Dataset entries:
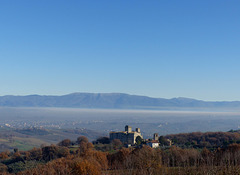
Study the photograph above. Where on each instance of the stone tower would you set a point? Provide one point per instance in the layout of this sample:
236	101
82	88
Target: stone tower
138	130
128	128
155	136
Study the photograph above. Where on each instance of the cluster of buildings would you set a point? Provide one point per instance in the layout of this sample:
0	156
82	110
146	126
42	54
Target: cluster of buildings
130	137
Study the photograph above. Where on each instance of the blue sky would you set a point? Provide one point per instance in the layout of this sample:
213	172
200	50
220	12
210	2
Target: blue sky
156	48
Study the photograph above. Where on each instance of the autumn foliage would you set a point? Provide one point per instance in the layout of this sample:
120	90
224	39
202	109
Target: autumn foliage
83	158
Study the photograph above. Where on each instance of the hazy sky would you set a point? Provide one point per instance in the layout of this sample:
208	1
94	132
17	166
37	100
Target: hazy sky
158	48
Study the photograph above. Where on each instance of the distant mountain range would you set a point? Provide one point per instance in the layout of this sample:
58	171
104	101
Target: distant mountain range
110	101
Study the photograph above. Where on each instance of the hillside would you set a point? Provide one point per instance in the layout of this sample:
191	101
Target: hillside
110	101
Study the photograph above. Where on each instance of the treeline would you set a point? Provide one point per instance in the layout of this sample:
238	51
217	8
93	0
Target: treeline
201	140
105	157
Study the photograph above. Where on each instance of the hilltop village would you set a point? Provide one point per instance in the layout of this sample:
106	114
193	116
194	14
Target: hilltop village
134	138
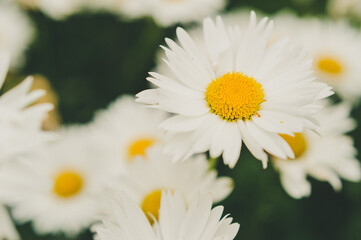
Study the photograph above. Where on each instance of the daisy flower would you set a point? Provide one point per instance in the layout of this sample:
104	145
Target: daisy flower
327	155
177	220
61	188
335	48
240	89
16	31
129	128
7	229
167	12
147	178
20	126
58	10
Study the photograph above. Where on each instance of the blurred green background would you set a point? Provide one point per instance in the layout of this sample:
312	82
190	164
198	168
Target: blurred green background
91	59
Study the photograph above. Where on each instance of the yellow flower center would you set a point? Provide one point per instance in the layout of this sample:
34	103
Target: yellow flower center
329	65
234	96
139	147
297	143
151	205
67	184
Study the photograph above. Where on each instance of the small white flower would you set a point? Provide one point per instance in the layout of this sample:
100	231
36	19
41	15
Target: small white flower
164	12
335	48
61	187
327	155
177	220
58	10
235	88
20	124
147	177
129	128
16	33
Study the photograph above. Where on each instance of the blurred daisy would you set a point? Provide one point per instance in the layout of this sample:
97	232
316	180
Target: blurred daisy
335	48
169	12
327	156
129	128
58	10
239	89
16	32
61	188
7	229
341	8
147	178
177	220
20	123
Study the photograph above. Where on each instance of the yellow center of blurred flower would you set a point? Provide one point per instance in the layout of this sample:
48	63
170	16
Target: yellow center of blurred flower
329	65
139	147
297	143
234	96
68	184
151	205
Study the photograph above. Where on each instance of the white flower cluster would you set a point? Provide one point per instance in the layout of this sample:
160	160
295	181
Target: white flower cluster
231	82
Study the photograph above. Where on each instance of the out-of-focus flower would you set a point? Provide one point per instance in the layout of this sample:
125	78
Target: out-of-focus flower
16	32
55	9
341	8
335	48
129	128
52	120
20	125
164	12
327	155
61	187
177	220
240	89
148	177
7	229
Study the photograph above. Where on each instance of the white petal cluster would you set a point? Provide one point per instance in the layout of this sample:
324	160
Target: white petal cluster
30	183
330	154
176	221
283	70
331	40
157	172
20	123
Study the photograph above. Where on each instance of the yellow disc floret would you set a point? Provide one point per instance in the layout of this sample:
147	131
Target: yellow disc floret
234	96
329	65
297	143
151	205
139	147
68	184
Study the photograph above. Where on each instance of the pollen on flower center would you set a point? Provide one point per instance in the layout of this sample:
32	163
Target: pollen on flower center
139	147
234	96
67	184
329	65
297	143
151	205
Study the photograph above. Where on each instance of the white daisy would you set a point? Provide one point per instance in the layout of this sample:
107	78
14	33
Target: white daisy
327	156
341	8
16	32
7	229
239	89
58	10
177	220
129	128
148	177
61	187
20	124
335	48
169	12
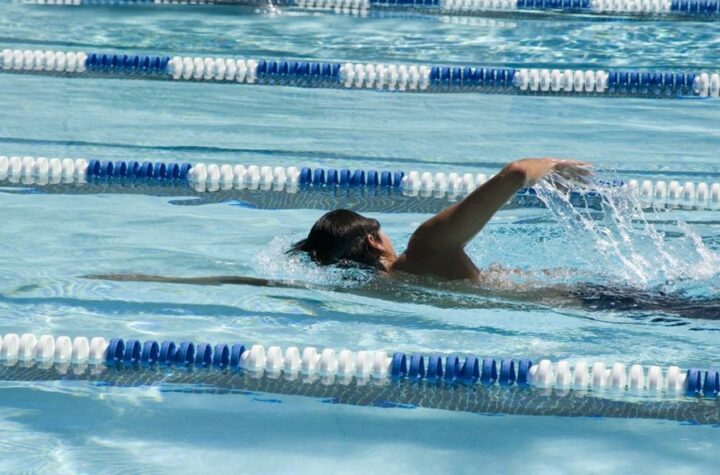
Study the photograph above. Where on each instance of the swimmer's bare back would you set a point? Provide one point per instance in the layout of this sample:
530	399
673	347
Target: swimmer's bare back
437	247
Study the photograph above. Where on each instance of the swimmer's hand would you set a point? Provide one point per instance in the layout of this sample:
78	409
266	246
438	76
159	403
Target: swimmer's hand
535	169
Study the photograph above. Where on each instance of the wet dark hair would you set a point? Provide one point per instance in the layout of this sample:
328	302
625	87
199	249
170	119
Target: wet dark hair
339	237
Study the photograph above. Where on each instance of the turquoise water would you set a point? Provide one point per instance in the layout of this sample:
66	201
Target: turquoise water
49	240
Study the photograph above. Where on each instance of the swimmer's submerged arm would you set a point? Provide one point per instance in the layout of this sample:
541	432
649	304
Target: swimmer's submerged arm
456	225
209	280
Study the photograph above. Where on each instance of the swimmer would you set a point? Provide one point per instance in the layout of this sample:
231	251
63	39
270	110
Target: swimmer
436	248
435	257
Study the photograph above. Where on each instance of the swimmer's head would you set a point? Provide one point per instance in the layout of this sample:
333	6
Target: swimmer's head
343	237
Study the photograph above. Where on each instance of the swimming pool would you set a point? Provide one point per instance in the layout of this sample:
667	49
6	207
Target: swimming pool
52	236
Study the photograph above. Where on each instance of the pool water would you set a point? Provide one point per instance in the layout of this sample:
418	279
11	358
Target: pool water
50	240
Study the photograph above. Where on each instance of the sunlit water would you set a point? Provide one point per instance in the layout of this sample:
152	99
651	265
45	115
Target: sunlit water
49	240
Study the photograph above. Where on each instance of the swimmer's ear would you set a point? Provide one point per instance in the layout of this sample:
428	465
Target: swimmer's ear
375	242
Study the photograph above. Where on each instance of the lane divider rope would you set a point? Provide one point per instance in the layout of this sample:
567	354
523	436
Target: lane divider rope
292	361
375	76
203	177
641	8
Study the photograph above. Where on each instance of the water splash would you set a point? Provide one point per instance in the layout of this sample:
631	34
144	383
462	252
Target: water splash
620	238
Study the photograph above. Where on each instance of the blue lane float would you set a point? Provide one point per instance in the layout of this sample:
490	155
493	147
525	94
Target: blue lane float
637	8
345	364
203	178
369	76
369	378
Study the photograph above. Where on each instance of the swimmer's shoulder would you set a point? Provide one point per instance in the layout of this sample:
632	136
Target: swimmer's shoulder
449	265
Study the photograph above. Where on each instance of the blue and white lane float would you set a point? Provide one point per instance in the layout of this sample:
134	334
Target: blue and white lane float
648	8
202	178
28	349
371	76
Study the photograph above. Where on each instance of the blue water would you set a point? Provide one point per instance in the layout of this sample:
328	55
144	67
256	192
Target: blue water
49	240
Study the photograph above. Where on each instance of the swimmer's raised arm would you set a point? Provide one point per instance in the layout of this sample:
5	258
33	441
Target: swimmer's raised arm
456	225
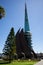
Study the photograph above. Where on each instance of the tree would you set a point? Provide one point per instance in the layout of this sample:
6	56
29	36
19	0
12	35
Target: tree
10	46
2	12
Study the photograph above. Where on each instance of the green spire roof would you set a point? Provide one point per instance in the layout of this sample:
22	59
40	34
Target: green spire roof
26	20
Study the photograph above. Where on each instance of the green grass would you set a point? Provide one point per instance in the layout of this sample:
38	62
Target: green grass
22	62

◆ WORK REQUIRED
Write every entry again exactly as given, skipping the pictures.

◆ WRITTEN SOLUTION
Study the photograph above. Where on each instance of the stone tower would you set a point? Provide one point per instance in the layout of this sample:
236	101
82	88
Target: stone tower
138	130
128	128
155	136
Study the photograph above. Where on each instance of the cluster of buildings would you set a point? Provide one point per instance in the layout of this sample:
0	156
82	110
146	126
42	54
Target: cluster of buildings
130	137
Study the photograph above. Where on each instance of the blue sky would you set a point? Provide one point per instance in the layout of this sample:
213	172
200	50
220	12
210	2
Target: blue sky
156	48
Study the photograph above. Where on each instance of the autumn foliage would you set a point? Provide one point per instance in the layout of this sample:
120	90
224	39
202	109
Target: autumn foliage
83	158
Study the photograph above. Where on each instance of the hazy sky would you set a point? Provide one point per instance in the layout of this sample:
208	1
94	132
17	166
37	100
Target: hazy sky
158	48
Study the photograph above. Where on each instance of the distant mountain range would you set a point? Provide one point per instance in the layout of this sample:
58	171
104	101
Target: distant mountain range
110	101
Study the photograph above. Where on each instance of the hillside would you set a point? Provide one point per instance in the layout of this sample:
191	101
Target: hillside
110	101
Study the photograph above. Where on each instance of the treeline would you set a point? Provide one point per instance in the layout of this sample:
238	51
217	8
93	0
Target: treeline
201	140
105	157
Study the photograph above. Where on each instance of the hilltop village would you set a point? Provide one point per instance in the layout of this sample:
106	114
193	116
194	14
Target: hilltop village
134	138
Study the photograph above. Where on each instance of the daisy flower would you set a point? Provide one point per instance in the layout of this sample:
104	145
Target: daisy flower
327	155
177	220
61	188
335	48
240	89
16	31
129	128
7	229
167	12
147	178
20	126
58	10
Study the photograph above. Where on each instance of the blurred green background would you set a point? Provide one point per instance in the layout of this sample:
312	82
190	164
198	168
Target: blurred green background
91	59
Study the photograph above. Where on each instance of the yellow flower center would you set a point? Provide one point per instance in the layout of this sample:
34	103
Target: yellow flower center
329	65
234	96
139	147
297	143
151	205
67	184
Study the photograph above. Where on each instance of the small white flower would you set a point? Provide one point per instance in the layout of this sample:
100	231
36	19
41	15
Target: small white flower
164	12
335	48
61	187
327	155
177	220
58	10
235	88
20	124
147	177
129	128
16	33
Study the photograph above. Where on each instance of the blurred daisy would you set a point? Provide one point per instance in the layout of this sample:
97	232
316	180
Target: blurred daisy
335	48
169	12
327	156
129	128
58	10
239	89
16	32
61	188
7	229
341	8
147	178
177	220
20	123
Study the photograph above. Where on each instance of the yellow center of blurred flower would you set a point? Provide one point per instance in the layout of this sample:
48	63
170	16
Target: yellow center of blurred flower
329	65
139	147
297	143
234	96
68	184
151	205
Study the photograph above. Where on each instance of the white flower cluster would you set a point? Provide one point per instance in the layout of this sample:
160	160
295	181
Target: white flower cluster
231	82
Study the photograph above. Where on each instance of the out-of-focus flower would you set a point? Provide one point per instance in the layout of this sample:
125	78
Target: out-of-focus flower
16	32
55	9
341	8
335	48
129	128
52	120
20	125
164	12
327	155
61	187
177	220
240	89
148	177
7	229
Study the photograph above. Where on each instance of the white petal cluster would you set a point? Provide one point per instance in the layout of this sample:
324	160
Target: white petal cluster
30	183
330	154
176	221
283	70
331	40
157	172
20	123
Study the photograph above. Where on each instance of the yellow disc floret would you set a point? Provide one point per instance in the layout of this sample:
147	131
Target: yellow disc floret
234	96
329	65
297	143
151	205
139	147
68	184
Study the photograph above. Where on each instance of the pollen on flower center would you set a point? Provide one point per instance in the layout of this sample:
32	163
Target: pollen on flower center
139	147
234	96
67	184
329	65
297	143
151	205
Study the photograph above. Where on each instance of the white daisy would you set a point? Provide one point per instance in the layout of this sample:
107	78
14	33
Target: white daisy
327	156
341	8
16	32
7	229
239	89
58	10
177	220
129	128
148	177
61	187
20	124
335	48
169	12
Study the photograph above. Where on each instance of the swimmer's bare back would you set a point? Provide one point per instance in the layout of this sample:
530	399
673	347
Target: swimmer's bare back
437	247
Study the photograph above. Where on each instance of the swimmer's hand would you set a point? Provide one point per instance in the layout of this sample:
78	409
266	246
438	76
159	403
Target: swimmer's hand
535	169
Study the photograph above. Where on each instance of the wet dark hair would you set a point? Provide one point per instance in the layout of this sample:
328	302
625	87
199	249
170	119
Target: wet dark hair
339	237
Study the photograph above. Where on each instance of the turquoise water would you set a point? Provide one point per instance in the layout of this sample:
66	201
Target: turquoise water
49	240
Study the photograph above. Where on each instance of the swimmer's submerged arm would you set a point? Provide one point per instance in the layout of this sample:
541	432
649	304
Target: swimmer's submerged arm
456	225
209	280
Study the photograph above. Where on each instance of the swimmer would you set a point? Provide one point per instance in the layout of this sample:
231	251
63	39
270	110
Target: swimmer
436	248
435	257
Study the photograph above. Where on each instance of the swimmer's head would you set a point? Provide one point per instance in the layout of this sample:
333	6
Target: swimmer's head
343	237
Study the photograph above. Where on each instance of the swimming pool would you set a point? Provide one point per instance in the layout of this sample:
667	49
6	207
Target: swimming pool
52	236
Study the photograph above. Where on each instance of the pool water would you set a point? Provide one point per instance in the layout of this sample:
418	279
11	358
Target: pool water
50	240
Study the photograph above. Where on each instance of the sunlit water would you set a point? Provide one point per instance in the layout of this sample:
152	99
651	265
45	115
Target: sunlit water
49	240
Study the photograph above. Where on each instance of the swimmer's ear would you set a point? Provide one point per instance in the layout of this sample:
428	465
Target: swimmer's ear
375	242
Study the photograph above. Where on each instance of the lane divider rope would you set a point? Provide one point per instance in the layout of this sample:
567	354
523	436
Target: lane divider rope
292	361
375	76
203	177
641	8
Study the photograph above. Where on each instance of the water splash would you set a point? Provide one point per instance in the layout of this sample:
631	34
144	383
462	252
Target: water splash
620	238
Study the photograph above. Where on each instance of the blue lane float would you set a point? Provide one point per instance in the layout of this sample:
490	155
493	147
525	94
Target: blue lane float
637	8
345	364
203	178
369	76
369	378
Study the photograph above. Where on each instance of the swimmer's shoulder would you set a point? Provide one point per instance in the layout of this sample:
632	136
Target: swimmer's shoulder
449	265
Study the photograph above. Where on each instance of the blue and white lane float would you set a point? Provide one point per instance in the layout of this sample:
134	334
Target: blue and white lane float
648	8
202	178
28	349
371	76
Study the photograph above. Where on each instance of the blue water would you set a point? Provide one point per instance in the layout of this sample:
328	55
144	67
256	192
Target: blue water
49	240
Study the photograph above. Where on each instance of the swimmer's raised arm would you set a point? Provide one point per instance in the layout of this sample:
5	258
33	441
Target: swimmer's raised arm
456	225
Study the photograph above. Where on each instance of the tree would you set a point? Provide one point per instance in the layout of this sample:
6	56
29	36
19	0
12	35
Target: tree
10	46
2	12
Study the photograph above. Where on each instance of the green spire roof would you set a point? Provide one point per instance in the layout of this sample:
22	59
40	34
Target: green spire roof
26	20
Study the photograph above. Where on each instance of the green grass would you set a point? Provide one point per instance in the layout of this sample:
38	62
Target: green grass
22	62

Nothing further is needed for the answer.